**WORK REQUIRED:** In the NHS Lanarkshire text, which hospital houses the maternity and paediatric services?

*** EXCERPT PROVIDED Section Begins ***

- Type: NHS board
- Established: 2004
- Headquarters: Kirklands, Bothwell, South Lanarkshire
- Region served: North Lanarkshire; South Lanarkshire;
- Budget: 2023 - 2024: £1,424m
- Hospitals: Cleland Hospital; Coathill Hospital; Kello Hospital; Kilsyth Victoria Cottage Hospital; Kirklands Hospital; Lady Home Hospital; Stonehouse Hospital; Udston Hospital; University Hospital Hairmyres; University Hospital Monklands; University Hospital Wishaw; Wester Moffat Hospital;
- Chair: Martin Hill
- Chief executive: Jann Gardener
- Staff: 11,641 (2018/19)
- Website: www.nhslanarkshire.scot.nhs.uk

= NHS Lanarkshire =

Health system in South Lanarkshire, Scotland

NHS Lanarkshire is responsible for the health care of more than 652,000 people living within the council areas of North Lanarkshire and South Lanarkshire in Scotland, making it the third largest health board in the country after NHS Greater Glasgow & Clyde and NHS Lothian. NHS Lanarkshire employs approximately 12,000 staff. The board is based at Kirklands, Fallside Road in Bothwell, South Lanarkshire.

==Services==
There are three district general hospitals in the area - University Hospital Hairmyres, University Hospital Monklands and University Hospital Wishaw. Each of them has an accident and emergency department and provides a range of specialist medical and surgical services. Maternity and paediatric services are based at University Hospital Wishaw.

In 2012–2013, the board had to set aside £50m of its £980m budget for the PFI hospitals at Hairmyres and Wishaw.

*** EXCERPT PROVIDED Section Ends ***
*** DATA PROVIDED Section Begins ***

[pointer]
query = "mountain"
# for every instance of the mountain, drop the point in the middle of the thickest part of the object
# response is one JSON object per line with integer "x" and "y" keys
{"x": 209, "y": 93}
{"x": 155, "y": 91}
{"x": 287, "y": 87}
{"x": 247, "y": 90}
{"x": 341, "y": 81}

*** DATA PROVIDED Section Ends ***

**RESULT OF THIS EXERCISE:** University Hospital Wishaw